## start RECORD SET

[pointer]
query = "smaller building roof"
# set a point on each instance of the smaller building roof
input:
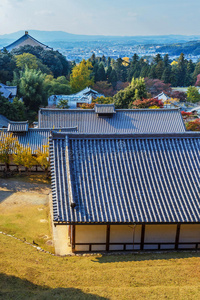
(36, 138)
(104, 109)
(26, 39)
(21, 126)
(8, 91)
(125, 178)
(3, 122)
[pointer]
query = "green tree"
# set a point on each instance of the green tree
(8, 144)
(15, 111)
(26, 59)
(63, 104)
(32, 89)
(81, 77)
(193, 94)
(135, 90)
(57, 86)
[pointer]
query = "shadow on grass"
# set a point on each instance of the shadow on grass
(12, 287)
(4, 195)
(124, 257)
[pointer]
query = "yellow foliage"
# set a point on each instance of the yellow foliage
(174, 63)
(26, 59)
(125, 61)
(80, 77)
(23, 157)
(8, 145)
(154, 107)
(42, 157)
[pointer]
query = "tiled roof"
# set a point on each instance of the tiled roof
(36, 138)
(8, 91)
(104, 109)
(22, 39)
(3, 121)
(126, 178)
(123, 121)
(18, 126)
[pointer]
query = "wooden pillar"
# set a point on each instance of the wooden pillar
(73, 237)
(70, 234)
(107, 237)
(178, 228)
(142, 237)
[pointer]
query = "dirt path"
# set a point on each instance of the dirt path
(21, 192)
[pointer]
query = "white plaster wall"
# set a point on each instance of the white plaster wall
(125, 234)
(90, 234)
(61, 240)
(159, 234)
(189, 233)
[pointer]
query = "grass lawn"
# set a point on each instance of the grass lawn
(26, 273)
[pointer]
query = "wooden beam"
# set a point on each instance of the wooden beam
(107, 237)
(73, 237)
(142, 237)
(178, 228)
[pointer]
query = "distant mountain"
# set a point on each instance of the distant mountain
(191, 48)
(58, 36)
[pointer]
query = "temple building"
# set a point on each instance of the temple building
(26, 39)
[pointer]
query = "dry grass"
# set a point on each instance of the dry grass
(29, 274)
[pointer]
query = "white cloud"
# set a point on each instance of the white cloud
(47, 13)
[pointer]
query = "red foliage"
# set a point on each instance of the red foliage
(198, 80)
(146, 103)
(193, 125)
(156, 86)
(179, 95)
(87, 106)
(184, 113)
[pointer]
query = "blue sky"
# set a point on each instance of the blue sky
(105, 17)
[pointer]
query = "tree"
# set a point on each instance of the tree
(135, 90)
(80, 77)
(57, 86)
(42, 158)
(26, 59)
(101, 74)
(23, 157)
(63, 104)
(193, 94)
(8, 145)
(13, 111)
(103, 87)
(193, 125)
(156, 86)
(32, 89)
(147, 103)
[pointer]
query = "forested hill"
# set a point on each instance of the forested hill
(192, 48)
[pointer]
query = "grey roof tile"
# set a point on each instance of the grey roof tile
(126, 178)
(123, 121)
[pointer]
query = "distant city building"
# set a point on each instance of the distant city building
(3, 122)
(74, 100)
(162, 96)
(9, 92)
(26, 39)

## end RECORD SET
## start RECORD SET

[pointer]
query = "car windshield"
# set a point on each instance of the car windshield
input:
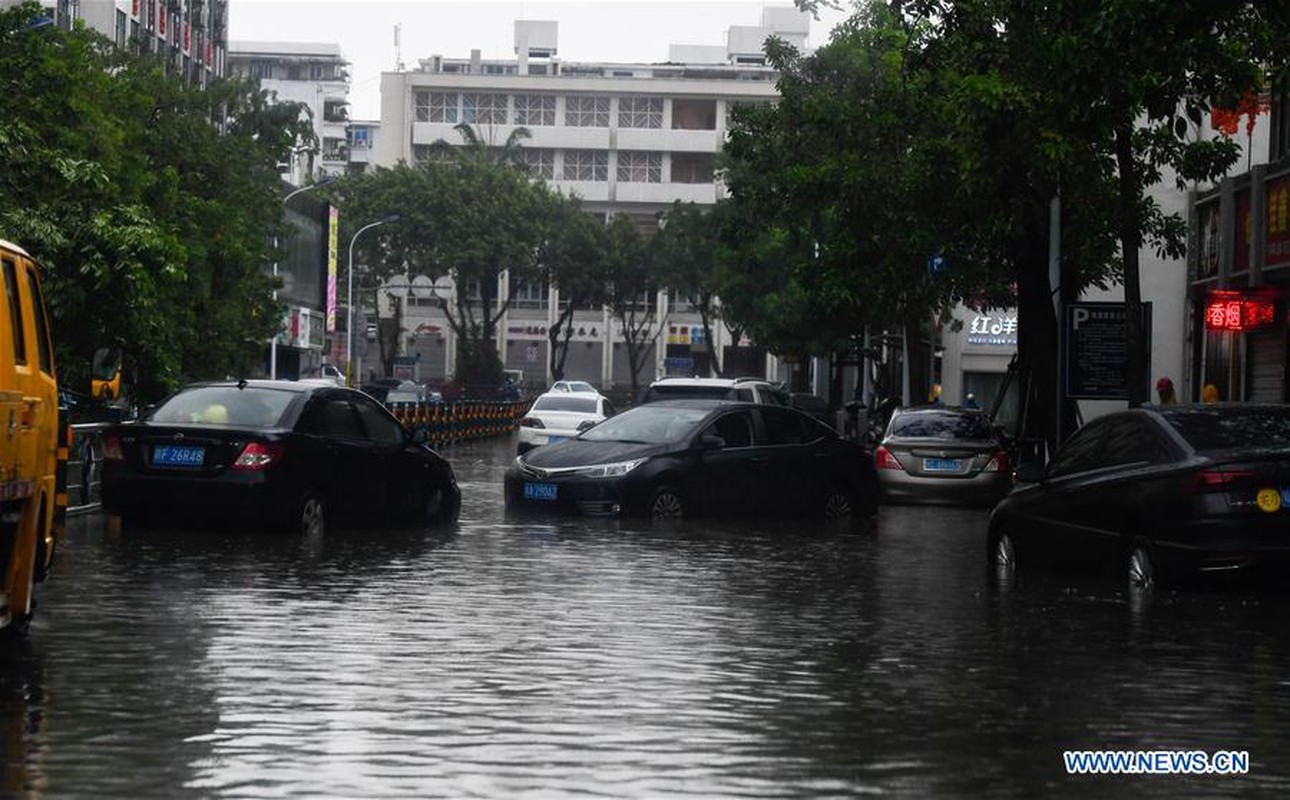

## end RECORD SET

Find each line in the rows above that contains the string "tree", and copy those lines in their original order.

# ANSWER TO THE PROBLEM
query = "green tree"
# set a point on each instance of the green tree
query = "tree"
# set a point on each instance of the tree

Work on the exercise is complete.